** Opening SUPPLIED MATERIAL block **

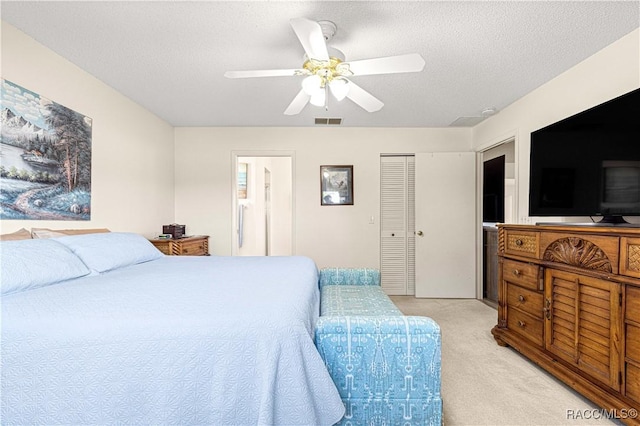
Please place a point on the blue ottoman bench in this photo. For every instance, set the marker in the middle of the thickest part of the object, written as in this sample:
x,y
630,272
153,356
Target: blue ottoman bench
x,y
386,366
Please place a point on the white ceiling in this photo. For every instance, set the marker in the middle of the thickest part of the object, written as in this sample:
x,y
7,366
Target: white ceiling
x,y
170,56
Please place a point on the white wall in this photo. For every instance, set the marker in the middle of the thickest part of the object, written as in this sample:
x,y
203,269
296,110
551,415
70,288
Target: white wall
x,y
132,157
609,73
331,235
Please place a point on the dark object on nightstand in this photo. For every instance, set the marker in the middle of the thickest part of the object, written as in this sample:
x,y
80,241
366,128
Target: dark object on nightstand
x,y
176,231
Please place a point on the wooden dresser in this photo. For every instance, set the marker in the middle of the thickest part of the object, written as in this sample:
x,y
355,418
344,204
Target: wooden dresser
x,y
197,245
569,300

** Closing SUPPLIED MATERIAL block **

_ACTIVITY_
If a line holds an image, leave the image out; retype everything else in the entries exactly.

_PROBLEM SOLUTION_
Please place a point on the blue ottoman bench in this photo. For every instance, set the marker in the middle of the thickest part of the object, written as in this sample:
x,y
630,272
153,356
Target: blue ottoman bench
x,y
386,366
Please place a point on the white ceiling in this photo. For every instance, set the marker in the middle of the thickest part of the object, written as in this sample:
x,y
7,366
Target: white ceiling
x,y
170,56
Please place a point on the white wall in this photo. For every instance, set the marker in the middle of the thickest part of the object, written as in this sample:
x,y
203,269
296,110
551,415
70,288
Target: white wall
x,y
132,157
609,73
331,235
Please place a point on the dark object on nightstand in this photo. For every instance, set the marker in the middle of the thickest part of the object, written as in this sample:
x,y
80,241
366,128
Target: dark object on nightstand
x,y
176,231
Please place a point on the wooden dresser in this photo. For every instance, set the marker in the middle of the thickest part of the object, written as in this sample:
x,y
355,418
344,204
Target: wooden dresser
x,y
197,245
569,300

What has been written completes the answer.